• [INSTRUCTIONS TO FOLLOW]:
Rewrite the lines of every record below, changing "man's arm" to "man's hand" and keeping everything else unchanged. Omit the pictures from your answer.

• [THE INPUT]:
::::::::::

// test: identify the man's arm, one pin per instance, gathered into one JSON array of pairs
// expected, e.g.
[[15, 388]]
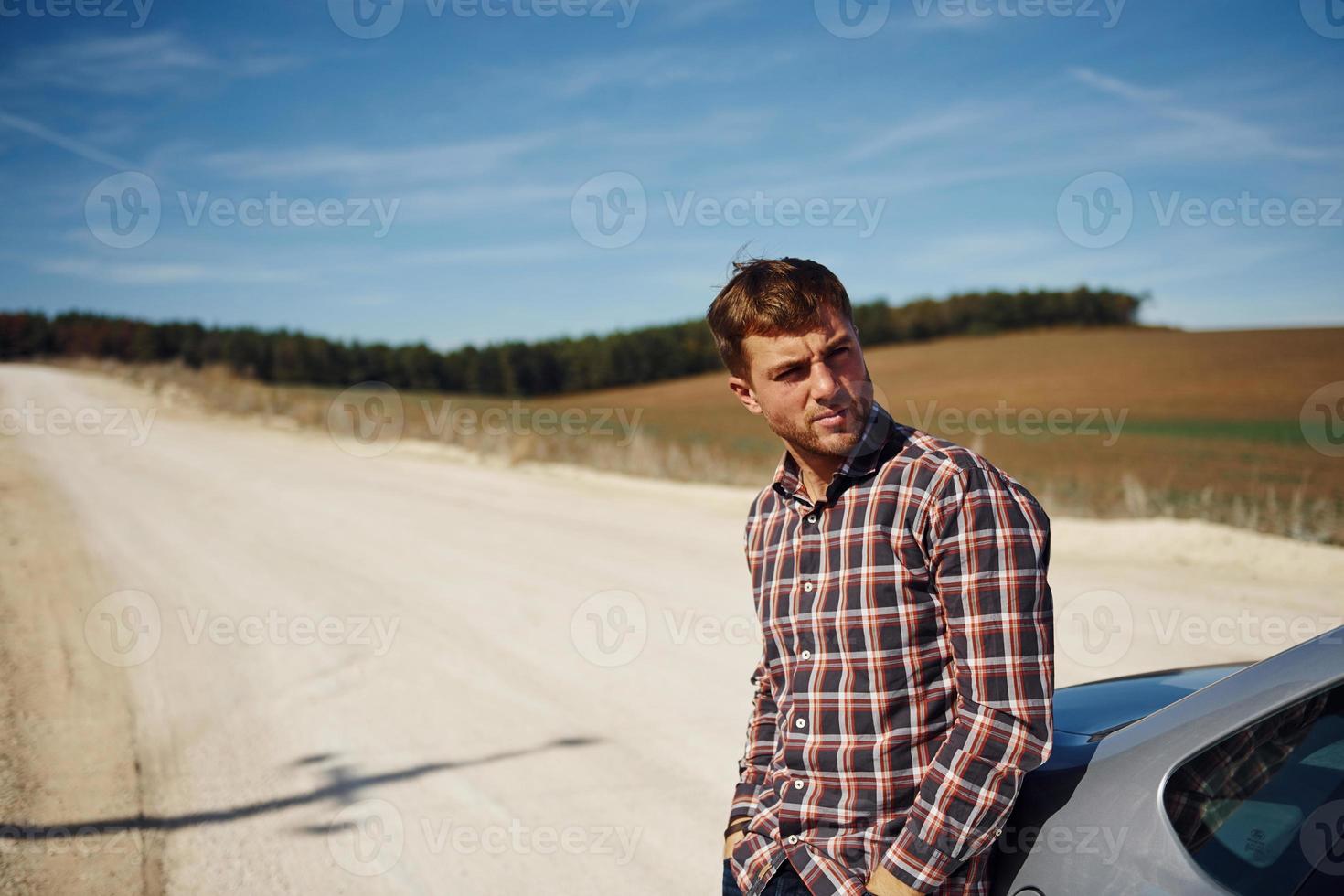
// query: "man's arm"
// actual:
[[988, 549], [760, 744]]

::::::::::

• [FULL SOLUTION]:
// test: identify the man's hand, one pin per instance, gathered into one JSON array of pairs
// expected, e.g.
[[15, 388]]
// query: "man's hand"
// actual:
[[988, 549], [760, 744]]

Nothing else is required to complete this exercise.